__EXCERPTED TEXT__:
Suspiciously many broken parts

Suspiciously many broken parts error during the server startup.

Symptom:

clickhouse don’t start with a message DB::Exception: Suspiciously many broken parts to remove.

Cause:

That exception is just a safeguard check/circuit breaker, triggered when clickhouse detects a lot of broken parts during server startup.

Parts are considered broken if they have bad checksums or some files are missing or malformed. Usually, that means the data was corrupted on the disk.

Why data could be corrupted?

  1. the most often reason is a hard restart of the system, leading to a loss of the data which was not fully flushed to disk from the system page cache. Please be aware that by default ClickHouse doesn’t do fsync, so data is considered inserted after it was passed to the Linux page cache. See fsync-related settings in ClickHouse.

  2. it can also be caused by disk failures, maybe there are bad blocks on hard disk, or logical problems, or some raid issue. Check system journals, use fsck / mdadm and other standard tools to diagnose the disk problem.

  3. other reasons: manual intervention/bugs etc, for example, the data files or folders are removed by mistake or moved to another folder.

Action:

  1. If you ok to accept the data loss: set up force_restrore_data flag and clickhouse will move the parts to detached.

    sudo -u clickhouse touch /var/lib/clickhouse/flags/force_restore_data
    

    then restart clickhouse, the table will be attached, and the broken parts will be detached, which means the data from those parts will not be available for the selects. You can see the list of those parts in the system.detached_parts table and drop them if needed using ALTER TABLE ... DROP DETACHED PART ... commands.

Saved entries
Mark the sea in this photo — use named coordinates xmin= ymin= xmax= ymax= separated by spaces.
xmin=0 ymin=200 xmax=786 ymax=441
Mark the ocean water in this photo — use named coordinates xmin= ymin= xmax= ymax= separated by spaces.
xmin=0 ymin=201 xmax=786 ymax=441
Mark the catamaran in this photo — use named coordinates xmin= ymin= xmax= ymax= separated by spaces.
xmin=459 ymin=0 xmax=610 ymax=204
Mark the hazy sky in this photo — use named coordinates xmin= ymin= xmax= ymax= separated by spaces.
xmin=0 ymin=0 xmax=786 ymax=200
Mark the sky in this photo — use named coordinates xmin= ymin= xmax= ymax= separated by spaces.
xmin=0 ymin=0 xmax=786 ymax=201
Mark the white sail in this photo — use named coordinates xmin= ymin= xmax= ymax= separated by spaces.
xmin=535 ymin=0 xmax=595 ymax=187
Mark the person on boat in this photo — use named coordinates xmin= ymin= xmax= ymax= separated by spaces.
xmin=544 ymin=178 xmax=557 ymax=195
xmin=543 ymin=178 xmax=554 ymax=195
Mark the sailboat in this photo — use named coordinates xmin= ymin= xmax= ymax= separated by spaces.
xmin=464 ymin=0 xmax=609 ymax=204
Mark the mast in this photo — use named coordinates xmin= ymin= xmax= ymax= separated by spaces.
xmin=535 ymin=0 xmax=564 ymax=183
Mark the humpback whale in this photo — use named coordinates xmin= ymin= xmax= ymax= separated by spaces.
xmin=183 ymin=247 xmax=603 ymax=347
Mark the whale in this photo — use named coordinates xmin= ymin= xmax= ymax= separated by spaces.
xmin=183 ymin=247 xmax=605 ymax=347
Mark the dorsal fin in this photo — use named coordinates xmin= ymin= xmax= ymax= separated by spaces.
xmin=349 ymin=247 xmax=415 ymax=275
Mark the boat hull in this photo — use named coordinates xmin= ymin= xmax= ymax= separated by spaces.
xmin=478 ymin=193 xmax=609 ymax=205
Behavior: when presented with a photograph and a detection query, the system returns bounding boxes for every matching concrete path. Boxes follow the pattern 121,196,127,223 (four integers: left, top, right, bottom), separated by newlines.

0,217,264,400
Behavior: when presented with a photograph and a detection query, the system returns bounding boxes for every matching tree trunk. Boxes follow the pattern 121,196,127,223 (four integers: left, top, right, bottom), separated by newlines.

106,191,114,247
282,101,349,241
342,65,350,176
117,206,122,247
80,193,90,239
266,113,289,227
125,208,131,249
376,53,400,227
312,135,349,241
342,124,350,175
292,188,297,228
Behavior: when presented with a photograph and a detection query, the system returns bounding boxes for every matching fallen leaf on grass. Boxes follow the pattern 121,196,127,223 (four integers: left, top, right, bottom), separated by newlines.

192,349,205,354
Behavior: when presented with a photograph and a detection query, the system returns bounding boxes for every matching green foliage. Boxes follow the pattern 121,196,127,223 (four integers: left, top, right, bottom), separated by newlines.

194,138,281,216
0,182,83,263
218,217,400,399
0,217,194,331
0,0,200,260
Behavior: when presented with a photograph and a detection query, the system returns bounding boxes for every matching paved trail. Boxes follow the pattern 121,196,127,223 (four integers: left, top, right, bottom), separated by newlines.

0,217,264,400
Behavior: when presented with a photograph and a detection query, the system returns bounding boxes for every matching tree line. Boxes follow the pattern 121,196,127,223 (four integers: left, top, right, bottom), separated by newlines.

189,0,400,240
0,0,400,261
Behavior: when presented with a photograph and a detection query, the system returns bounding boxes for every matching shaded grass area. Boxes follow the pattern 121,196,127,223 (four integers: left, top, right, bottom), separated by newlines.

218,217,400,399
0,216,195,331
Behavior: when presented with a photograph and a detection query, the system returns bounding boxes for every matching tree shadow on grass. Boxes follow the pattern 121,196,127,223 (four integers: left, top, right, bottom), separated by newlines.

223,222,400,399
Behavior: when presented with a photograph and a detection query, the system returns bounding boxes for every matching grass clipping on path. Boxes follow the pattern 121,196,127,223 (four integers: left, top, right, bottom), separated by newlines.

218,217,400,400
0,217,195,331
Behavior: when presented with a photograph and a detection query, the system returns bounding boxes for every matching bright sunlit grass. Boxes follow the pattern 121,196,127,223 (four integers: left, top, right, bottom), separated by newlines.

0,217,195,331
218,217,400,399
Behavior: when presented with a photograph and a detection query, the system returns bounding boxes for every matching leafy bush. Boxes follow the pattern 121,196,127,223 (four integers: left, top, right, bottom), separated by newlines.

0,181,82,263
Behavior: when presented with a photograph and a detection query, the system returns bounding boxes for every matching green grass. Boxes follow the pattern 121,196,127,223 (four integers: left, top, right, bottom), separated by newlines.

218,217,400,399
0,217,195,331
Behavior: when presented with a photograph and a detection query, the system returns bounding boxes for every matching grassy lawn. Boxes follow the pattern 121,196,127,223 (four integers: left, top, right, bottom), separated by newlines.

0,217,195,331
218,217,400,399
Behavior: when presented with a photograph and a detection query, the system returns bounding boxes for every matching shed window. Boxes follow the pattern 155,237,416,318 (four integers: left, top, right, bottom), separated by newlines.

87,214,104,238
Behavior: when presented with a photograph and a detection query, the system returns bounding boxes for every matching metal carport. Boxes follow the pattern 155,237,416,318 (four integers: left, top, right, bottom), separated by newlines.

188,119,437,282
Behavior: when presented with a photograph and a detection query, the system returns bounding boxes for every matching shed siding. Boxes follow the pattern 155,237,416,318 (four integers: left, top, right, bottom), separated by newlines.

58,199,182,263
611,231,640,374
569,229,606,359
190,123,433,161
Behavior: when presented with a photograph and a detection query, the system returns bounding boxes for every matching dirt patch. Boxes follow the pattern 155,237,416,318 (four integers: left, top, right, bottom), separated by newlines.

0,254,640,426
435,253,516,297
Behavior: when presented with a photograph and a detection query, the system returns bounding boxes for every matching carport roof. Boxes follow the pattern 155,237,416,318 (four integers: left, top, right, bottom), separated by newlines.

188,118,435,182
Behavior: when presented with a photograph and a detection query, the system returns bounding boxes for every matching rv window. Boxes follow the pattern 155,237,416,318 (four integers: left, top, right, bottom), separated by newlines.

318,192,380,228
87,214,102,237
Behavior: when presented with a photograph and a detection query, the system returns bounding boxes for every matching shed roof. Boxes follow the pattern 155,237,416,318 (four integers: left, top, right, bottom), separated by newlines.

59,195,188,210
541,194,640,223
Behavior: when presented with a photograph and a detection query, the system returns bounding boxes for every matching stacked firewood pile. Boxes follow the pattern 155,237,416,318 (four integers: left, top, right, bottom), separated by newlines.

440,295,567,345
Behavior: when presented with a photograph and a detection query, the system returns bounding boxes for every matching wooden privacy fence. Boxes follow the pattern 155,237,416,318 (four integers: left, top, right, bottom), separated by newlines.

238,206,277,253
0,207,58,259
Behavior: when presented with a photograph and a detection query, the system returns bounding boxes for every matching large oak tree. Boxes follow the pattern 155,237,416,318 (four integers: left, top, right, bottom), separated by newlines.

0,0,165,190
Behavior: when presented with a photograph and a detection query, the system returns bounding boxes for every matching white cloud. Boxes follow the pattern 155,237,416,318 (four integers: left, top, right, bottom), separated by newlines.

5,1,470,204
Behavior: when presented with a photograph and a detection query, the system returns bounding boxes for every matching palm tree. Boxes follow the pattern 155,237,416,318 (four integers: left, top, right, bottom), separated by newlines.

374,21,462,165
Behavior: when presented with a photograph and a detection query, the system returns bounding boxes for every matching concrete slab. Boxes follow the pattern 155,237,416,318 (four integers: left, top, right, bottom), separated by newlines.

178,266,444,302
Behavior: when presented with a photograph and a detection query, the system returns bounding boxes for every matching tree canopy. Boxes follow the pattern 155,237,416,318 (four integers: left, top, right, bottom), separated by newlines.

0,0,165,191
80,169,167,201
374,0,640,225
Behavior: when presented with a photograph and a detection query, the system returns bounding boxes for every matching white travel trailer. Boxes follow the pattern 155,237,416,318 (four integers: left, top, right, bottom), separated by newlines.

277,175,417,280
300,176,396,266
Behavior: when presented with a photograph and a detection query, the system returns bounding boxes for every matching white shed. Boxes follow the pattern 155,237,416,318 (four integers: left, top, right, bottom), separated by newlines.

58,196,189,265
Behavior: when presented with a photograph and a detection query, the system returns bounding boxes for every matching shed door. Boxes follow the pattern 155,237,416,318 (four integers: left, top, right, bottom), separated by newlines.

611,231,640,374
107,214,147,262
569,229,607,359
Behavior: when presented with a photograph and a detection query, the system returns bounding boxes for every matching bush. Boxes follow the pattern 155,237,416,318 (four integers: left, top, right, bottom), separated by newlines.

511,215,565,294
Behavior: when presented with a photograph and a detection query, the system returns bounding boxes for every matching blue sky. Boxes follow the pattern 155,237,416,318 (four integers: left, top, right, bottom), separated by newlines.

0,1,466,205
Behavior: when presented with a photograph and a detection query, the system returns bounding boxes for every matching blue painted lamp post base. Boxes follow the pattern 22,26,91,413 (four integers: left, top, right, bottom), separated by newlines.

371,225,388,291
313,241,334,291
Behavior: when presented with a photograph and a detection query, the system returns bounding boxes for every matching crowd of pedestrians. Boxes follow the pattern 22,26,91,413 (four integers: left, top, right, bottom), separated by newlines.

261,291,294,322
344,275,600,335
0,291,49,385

__AIM OF THE TASK__: List every condition that the text about suspiciously many broken parts gives for a part to be considered broken.

__EXERCISE RESULT__:
- Bad checksums
- Some files are missing
- Some files are malformed